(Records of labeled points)
= = = = = = =
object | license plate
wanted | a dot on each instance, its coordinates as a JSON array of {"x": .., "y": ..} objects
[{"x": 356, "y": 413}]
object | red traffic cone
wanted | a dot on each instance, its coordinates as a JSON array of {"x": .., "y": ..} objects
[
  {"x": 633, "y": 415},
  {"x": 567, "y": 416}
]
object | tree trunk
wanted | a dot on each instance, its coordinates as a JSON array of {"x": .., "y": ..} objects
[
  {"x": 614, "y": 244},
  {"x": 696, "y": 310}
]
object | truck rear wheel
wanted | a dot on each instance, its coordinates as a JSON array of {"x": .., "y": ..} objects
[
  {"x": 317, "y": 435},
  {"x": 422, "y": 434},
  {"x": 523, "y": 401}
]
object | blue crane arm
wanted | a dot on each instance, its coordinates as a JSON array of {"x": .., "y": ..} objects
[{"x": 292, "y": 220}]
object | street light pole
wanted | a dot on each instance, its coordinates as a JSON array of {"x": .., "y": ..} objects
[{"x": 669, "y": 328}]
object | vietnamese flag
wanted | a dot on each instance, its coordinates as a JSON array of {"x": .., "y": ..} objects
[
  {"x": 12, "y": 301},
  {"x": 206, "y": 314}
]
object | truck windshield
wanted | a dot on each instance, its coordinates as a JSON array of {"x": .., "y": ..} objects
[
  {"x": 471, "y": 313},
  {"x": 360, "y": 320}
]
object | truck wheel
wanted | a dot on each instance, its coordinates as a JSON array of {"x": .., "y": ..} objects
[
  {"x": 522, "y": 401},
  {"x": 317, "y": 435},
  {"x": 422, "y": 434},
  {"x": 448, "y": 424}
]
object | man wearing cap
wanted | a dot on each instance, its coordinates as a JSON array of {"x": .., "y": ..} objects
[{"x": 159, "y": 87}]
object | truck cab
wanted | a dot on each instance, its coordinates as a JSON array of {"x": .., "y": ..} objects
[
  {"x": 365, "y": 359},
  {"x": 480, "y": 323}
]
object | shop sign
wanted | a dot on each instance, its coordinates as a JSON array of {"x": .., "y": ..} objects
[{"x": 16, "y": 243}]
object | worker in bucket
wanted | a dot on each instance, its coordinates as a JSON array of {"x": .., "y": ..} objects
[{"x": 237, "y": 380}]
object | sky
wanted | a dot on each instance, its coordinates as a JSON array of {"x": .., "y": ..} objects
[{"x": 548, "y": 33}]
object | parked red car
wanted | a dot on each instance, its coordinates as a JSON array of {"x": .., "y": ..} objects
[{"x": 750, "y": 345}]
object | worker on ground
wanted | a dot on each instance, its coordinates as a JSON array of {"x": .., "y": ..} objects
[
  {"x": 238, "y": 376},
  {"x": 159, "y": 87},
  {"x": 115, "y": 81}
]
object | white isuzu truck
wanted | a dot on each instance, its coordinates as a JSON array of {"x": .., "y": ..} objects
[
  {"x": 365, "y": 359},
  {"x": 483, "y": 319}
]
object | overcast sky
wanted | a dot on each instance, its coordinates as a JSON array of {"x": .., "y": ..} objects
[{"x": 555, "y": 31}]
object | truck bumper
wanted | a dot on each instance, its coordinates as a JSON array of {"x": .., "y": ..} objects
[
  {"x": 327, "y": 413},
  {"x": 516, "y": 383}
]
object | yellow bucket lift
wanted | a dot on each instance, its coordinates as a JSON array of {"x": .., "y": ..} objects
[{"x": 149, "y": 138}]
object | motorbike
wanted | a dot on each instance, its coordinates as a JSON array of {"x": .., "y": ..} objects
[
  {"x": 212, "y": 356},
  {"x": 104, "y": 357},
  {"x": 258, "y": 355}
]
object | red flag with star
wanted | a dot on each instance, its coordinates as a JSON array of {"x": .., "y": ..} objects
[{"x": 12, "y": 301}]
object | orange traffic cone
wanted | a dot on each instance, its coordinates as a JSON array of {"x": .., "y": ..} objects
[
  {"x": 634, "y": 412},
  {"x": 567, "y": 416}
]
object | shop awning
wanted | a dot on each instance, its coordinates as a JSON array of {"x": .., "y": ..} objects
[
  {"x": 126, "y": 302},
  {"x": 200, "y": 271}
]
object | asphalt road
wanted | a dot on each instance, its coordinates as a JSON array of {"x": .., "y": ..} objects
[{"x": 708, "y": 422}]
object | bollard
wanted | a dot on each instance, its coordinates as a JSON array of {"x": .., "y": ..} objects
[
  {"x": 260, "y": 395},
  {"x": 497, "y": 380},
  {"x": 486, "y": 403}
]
= = = = = = =
Written exercise ▸ Reproduce all of the entries above, substituting "a point" for every occurrence of "a dot" and leaving everything else unchanged.

Solution below ▸
object | license plate
wanted | a point on each instance, its coordinates as a JSON array of {"x": .., "y": ..} objects
[{"x": 356, "y": 413}]
object | red traffic cone
wanted | a point on each instance, its coordinates as a JSON array of {"x": .., "y": ..} objects
[
  {"x": 633, "y": 415},
  {"x": 567, "y": 416}
]
object | tree trunk
wanted | a point on each instance, its coordinates as a JSON array of {"x": .., "y": ..} objects
[
  {"x": 614, "y": 244},
  {"x": 696, "y": 310}
]
object | truck rear wheel
wanted | a point on each instance, its coordinates as a JSON array of {"x": .., "y": ..} objects
[
  {"x": 317, "y": 435},
  {"x": 422, "y": 434},
  {"x": 523, "y": 401}
]
object | blue crane arm
wanted | a point on each instance, its coordinates as a JSON array of {"x": .., "y": ..} objects
[{"x": 292, "y": 220}]
object | street light pole
wanted | a point on each instance, its coordinates as a JSON array of {"x": .., "y": ..} objects
[{"x": 669, "y": 328}]
object | vietnamese flag
wanted | a point on each instance, its coordinates as a JSON array of {"x": .., "y": ..} objects
[
  {"x": 12, "y": 301},
  {"x": 206, "y": 314}
]
object | truck windshield
wanted | a point on each instance, its coordinates as a JSON array of {"x": .., "y": ..} objects
[
  {"x": 471, "y": 313},
  {"x": 360, "y": 320}
]
object | truck wheel
wanted | a point on each instance, its coordinates as a JSON array of {"x": .., "y": ..} objects
[
  {"x": 522, "y": 401},
  {"x": 317, "y": 435},
  {"x": 422, "y": 434},
  {"x": 448, "y": 424}
]
object | man wearing cap
wanted | a point on each instance, its coordinates as a JSON array of {"x": .., "y": ..} objects
[{"x": 159, "y": 87}]
object | truck cab
wanted | a point on each instance, its coordinates as a JSON array of {"x": .., "y": ..} objects
[
  {"x": 365, "y": 359},
  {"x": 480, "y": 323}
]
object | shop sign
wanted | a point on each instance, its coordinates as a JSON array of {"x": .., "y": ..} objects
[{"x": 16, "y": 243}]
object | worker in bucket
wanted | a point on each instance, its coordinates as a JSON array of {"x": .., "y": ..} objects
[{"x": 237, "y": 380}]
object | sky
wanted | a point on each instance, its coordinates as a JSON array of {"x": .., "y": ..} objects
[{"x": 548, "y": 33}]
object | parked red car
wanted | a point on each instance, its coordinates as a JSON array of {"x": .., "y": ..} objects
[{"x": 750, "y": 345}]
object | worker on ground
wanted | a point on each instance, its coordinates as a JSON array of {"x": .., "y": ..} objects
[
  {"x": 238, "y": 376},
  {"x": 159, "y": 87},
  {"x": 115, "y": 81}
]
object | white isuzu truck
wanted | a point on each instance, its coordinates as a JSON array of {"x": .., "y": ..} objects
[
  {"x": 365, "y": 359},
  {"x": 483, "y": 319}
]
object | overcast sky
wanted | a point on each instance, its coordinates as a JSON array of {"x": .., "y": ..} objects
[{"x": 555, "y": 31}]
object | truck bumper
wanted | a point on each instance, its coordinates as a JSON array of {"x": .., "y": ..} objects
[
  {"x": 327, "y": 413},
  {"x": 516, "y": 383}
]
object | yellow bucket lift
wanted | a point on each instance, its coordinates as a JSON array of {"x": .., "y": ..} objects
[{"x": 149, "y": 138}]
object | motorbike
wanted | a point on each instance, its coordinates as a JSON array of {"x": .., "y": ..} objects
[
  {"x": 212, "y": 356},
  {"x": 104, "y": 357},
  {"x": 258, "y": 355}
]
object | red flag with star
wanted | a point on each instance, its coordinates as a JSON array of {"x": .., "y": ..} objects
[{"x": 12, "y": 301}]
object | orange traffic cone
wanted | a point on each instance, its coordinates as a JSON array of {"x": .., "y": ..} objects
[
  {"x": 634, "y": 412},
  {"x": 567, "y": 416}
]
object | shop awning
wanted | a point on each instance, its coordinates as a JSON array of {"x": .., "y": ..} objects
[
  {"x": 126, "y": 302},
  {"x": 200, "y": 271}
]
object | asphalt road
wanted | a point on each instance, its coordinates as a JSON array of {"x": .., "y": ..} objects
[{"x": 708, "y": 422}]
object | bollard
wanted | a point on each instance, its coordinates as a JSON array of {"x": .., "y": ..} objects
[
  {"x": 260, "y": 395},
  {"x": 497, "y": 380},
  {"x": 486, "y": 403}
]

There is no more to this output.